§ Exercise instructions
Rewrite the listing below as a two-column CSV with the header label_job,outline_answer and one row per job. Put each job's text (without the pictures) and its full answer in a single quoted field each, replacing line breaks with spaces.

--- BEGIN Extracted material ---

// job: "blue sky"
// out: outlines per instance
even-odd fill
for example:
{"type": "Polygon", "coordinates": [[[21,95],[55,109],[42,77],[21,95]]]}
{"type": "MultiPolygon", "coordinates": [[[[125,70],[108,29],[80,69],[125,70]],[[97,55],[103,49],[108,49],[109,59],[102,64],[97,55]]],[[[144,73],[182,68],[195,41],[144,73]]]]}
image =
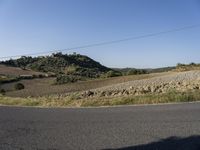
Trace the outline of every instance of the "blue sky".
{"type": "MultiPolygon", "coordinates": [[[[0,0],[0,57],[200,24],[200,0],[0,0]]],[[[200,28],[74,49],[109,67],[200,63],[200,28]]]]}

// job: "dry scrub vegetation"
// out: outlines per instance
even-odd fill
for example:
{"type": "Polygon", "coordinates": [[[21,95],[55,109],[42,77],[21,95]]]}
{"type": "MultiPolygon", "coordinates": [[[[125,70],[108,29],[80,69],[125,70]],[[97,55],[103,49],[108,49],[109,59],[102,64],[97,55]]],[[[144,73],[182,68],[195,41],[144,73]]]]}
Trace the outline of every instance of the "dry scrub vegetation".
{"type": "MultiPolygon", "coordinates": [[[[37,84],[39,83],[37,82],[37,84]]],[[[127,76],[126,78],[116,77],[62,86],[63,88],[74,86],[74,91],[27,98],[0,96],[0,104],[41,107],[87,107],[199,101],[200,71],[147,74],[127,76]],[[82,87],[81,84],[83,84],[82,87]],[[80,89],[77,90],[78,88],[80,89]]],[[[34,87],[36,88],[37,86],[35,85],[34,87]]],[[[36,90],[39,89],[36,88],[36,90]]],[[[18,92],[25,92],[25,90],[18,92]]]]}

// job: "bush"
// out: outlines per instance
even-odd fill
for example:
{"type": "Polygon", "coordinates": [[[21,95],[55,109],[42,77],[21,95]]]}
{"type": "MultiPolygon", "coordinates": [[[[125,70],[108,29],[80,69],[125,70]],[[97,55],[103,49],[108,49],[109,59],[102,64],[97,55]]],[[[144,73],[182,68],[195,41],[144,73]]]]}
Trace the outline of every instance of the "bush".
{"type": "Polygon", "coordinates": [[[108,71],[106,73],[106,77],[107,78],[110,78],[110,77],[118,77],[118,76],[122,76],[122,73],[121,72],[118,72],[118,71],[108,71]]]}
{"type": "Polygon", "coordinates": [[[78,80],[81,80],[81,78],[78,76],[72,76],[72,75],[58,75],[56,77],[57,84],[73,83],[73,82],[77,82],[78,80]]]}
{"type": "Polygon", "coordinates": [[[147,74],[148,72],[144,69],[131,69],[127,72],[127,75],[138,75],[138,74],[147,74]]]}
{"type": "Polygon", "coordinates": [[[17,83],[17,84],[15,84],[15,90],[22,90],[22,89],[24,89],[25,87],[24,87],[24,85],[22,84],[22,83],[17,83]]]}
{"type": "Polygon", "coordinates": [[[4,89],[1,89],[1,90],[0,90],[0,94],[5,95],[5,94],[6,94],[6,91],[5,91],[4,89]]]}

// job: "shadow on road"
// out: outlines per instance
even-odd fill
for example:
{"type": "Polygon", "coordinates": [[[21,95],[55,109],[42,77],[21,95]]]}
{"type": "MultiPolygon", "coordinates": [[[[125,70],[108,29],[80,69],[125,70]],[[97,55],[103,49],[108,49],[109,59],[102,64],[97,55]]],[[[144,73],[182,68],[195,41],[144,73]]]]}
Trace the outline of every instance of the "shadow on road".
{"type": "Polygon", "coordinates": [[[186,138],[169,137],[144,145],[104,150],[200,150],[200,136],[190,136],[186,138]]]}

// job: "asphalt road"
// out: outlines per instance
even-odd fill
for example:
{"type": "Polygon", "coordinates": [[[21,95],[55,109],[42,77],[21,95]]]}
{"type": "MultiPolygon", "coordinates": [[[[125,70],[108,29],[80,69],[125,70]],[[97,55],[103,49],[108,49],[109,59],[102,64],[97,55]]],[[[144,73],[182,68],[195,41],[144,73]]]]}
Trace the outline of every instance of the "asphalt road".
{"type": "Polygon", "coordinates": [[[200,103],[0,107],[0,150],[200,150],[200,103]]]}

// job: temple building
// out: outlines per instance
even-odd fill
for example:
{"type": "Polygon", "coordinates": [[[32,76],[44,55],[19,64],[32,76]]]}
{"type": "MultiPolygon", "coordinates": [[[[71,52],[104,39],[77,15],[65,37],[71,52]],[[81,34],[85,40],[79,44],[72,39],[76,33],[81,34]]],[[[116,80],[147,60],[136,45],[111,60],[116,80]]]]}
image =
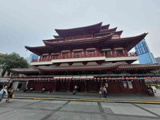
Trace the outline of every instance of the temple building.
{"type": "Polygon", "coordinates": [[[12,69],[22,76],[11,79],[35,91],[73,91],[77,85],[79,92],[98,92],[105,85],[109,94],[146,94],[145,79],[157,77],[151,71],[160,64],[132,64],[138,56],[129,51],[147,33],[121,38],[123,31],[109,26],[55,29],[58,35],[43,40],[44,46],[25,46],[39,59],[31,62],[31,68],[12,69]]]}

--- END Extracted material ---

§ Finished task
label_job,outline_answer
"// job: ""blue sky"" // out: outlines per instance even-odd fill for example: {""type"": ""Polygon"", ""coordinates"": [[[21,95],[55,109],[42,77],[21,95]]]} {""type"": ""MultiPolygon"", ""coordinates"": [[[[125,70],[108,29],[80,69],[125,70]],[[97,55],[103,49],[108,49],[109,59],[102,64],[97,55]]],[[[144,73],[182,68],[195,41],[144,73]]]]} image = Trace the outline of every instance of the ""blue sky"".","{""type"": ""MultiPolygon"", ""coordinates"": [[[[0,0],[0,57],[200,24],[200,0],[0,0]]],[[[200,28],[74,49],[109,67],[200,63],[200,28]]]]}"
"// job: ""dry scrub vegetation"" // out: outlines per instance even-odd fill for example: {""type"": ""Polygon"", ""coordinates"": [[[21,95],[55,109],[42,77],[21,95]]]} {""type"": ""MultiPolygon"", ""coordinates"": [[[[125,70],[108,29],[80,69],[125,70]],[[97,55],[103,49],[108,49],[109,59],[102,64],[97,55]]],[[[144,73],[182,68],[195,41],[144,73]]]]} Trace the outline of every instance of the ""dry scrub vegetation"".","{""type"": ""MultiPolygon"", ""coordinates"": [[[[37,84],[39,83],[37,82],[37,84]]],[[[127,76],[126,78],[116,77],[62,86],[63,88],[74,86],[74,91],[27,98],[0,96],[0,104],[41,107],[87,107],[199,101],[200,71],[147,74],[127,76]],[[82,87],[81,84],[83,84],[82,87]],[[80,89],[77,90],[78,88],[80,89]]],[[[34,87],[36,88],[37,86],[35,85],[34,87]]],[[[36,90],[39,89],[36,88],[36,90]]],[[[18,92],[25,92],[25,90],[18,92]]]]}"
"// job: ""bush"" // out: outlines per instance even-odd fill for example: {""type"": ""Polygon"", ""coordinates"": [[[21,95],[55,109],[42,77],[21,95]]]} {""type"": ""MultiPolygon"", ""coordinates"": [[[[125,70],[108,29],[80,69],[125,70]],[[97,55],[103,49],[108,49],[109,59],[102,64],[97,55]]],[[[144,73],[182,68],[195,41],[144,73]]]]} Trace the outline of every instance of the ""bush"".","{""type"": ""Polygon"", ""coordinates"": [[[108,71],[106,73],[106,77],[107,78],[110,78],[110,77],[118,77],[118,76],[122,76],[122,73],[121,72],[118,72],[118,71],[108,71]]]} {""type"": ""Polygon"", ""coordinates"": [[[78,80],[81,80],[81,78],[78,76],[72,76],[72,75],[58,75],[56,77],[57,84],[73,83],[73,82],[77,82],[78,80]]]} {""type"": ""Polygon"", ""coordinates"": [[[147,74],[148,72],[144,69],[131,69],[127,72],[127,75],[138,75],[138,74],[147,74]]]} {""type"": ""Polygon"", ""coordinates"": [[[17,83],[17,84],[15,84],[15,90],[22,90],[22,89],[24,89],[25,87],[24,87],[24,85],[22,84],[22,83],[17,83]]]} {""type"": ""Polygon"", ""coordinates"": [[[4,89],[1,89],[1,90],[0,90],[0,94],[5,95],[5,94],[6,94],[6,91],[5,91],[4,89]]]}"
"// job: ""shadow on road"" // out: outlines per instance even-odd fill for example: {""type"": ""Polygon"", ""coordinates"": [[[21,95],[55,109],[42,77],[21,95]]]} {""type"": ""MultiPolygon"", ""coordinates"": [[[[125,70],[108,29],[80,69],[125,70]],[[97,55],[103,49],[108,49],[109,59],[102,64],[97,55]]],[[[144,73],[182,68],[195,41],[144,73]]]]} Trace the outline of every instance of the ""shadow on road"".","{""type"": ""Polygon"", ""coordinates"": [[[186,138],[169,137],[144,145],[104,150],[200,150],[200,136],[190,136],[186,138]]]}"
"// job: ""asphalt road"" // out: outlines per instance even-odd fill for example: {""type"": ""Polygon"", ""coordinates"": [[[21,95],[55,109],[42,77],[21,95]]]} {""type"": ""MultiPolygon"", ""coordinates"": [[[[125,70],[108,29],[80,69],[125,70]],[[97,55],[103,49],[108,49],[109,59],[102,64],[97,55]]],[[[144,73],[182,68],[195,41],[144,73]]]]} Trace the outline of every instance of the ""asphalt road"".","{""type"": ""Polygon"", ""coordinates"": [[[200,103],[0,107],[0,150],[200,150],[200,103]]]}"
"// job: temple building // out: outlines per instance even-odd fill for example: {""type"": ""Polygon"", ""coordinates"": [[[32,76],[44,55],[19,64],[32,76]]]} {""type"": ""MultiPolygon"", ""coordinates"": [[[[71,52],[104,39],[77,15],[65,37],[71,52]],[[81,34],[85,40],[79,44],[72,39],[76,33],[81,34]]],[[[116,80],[147,60],[136,45],[111,60],[116,80]]]]} image = Trace the outline of every instance of the temple building.","{""type"": ""Polygon"", ""coordinates"": [[[12,69],[22,76],[11,79],[35,91],[73,91],[77,85],[79,92],[98,92],[105,85],[109,94],[146,94],[145,79],[157,77],[151,71],[160,64],[132,64],[138,56],[129,51],[147,33],[121,38],[123,31],[109,26],[55,29],[58,35],[43,40],[44,46],[25,46],[39,59],[31,62],[31,68],[12,69]]]}"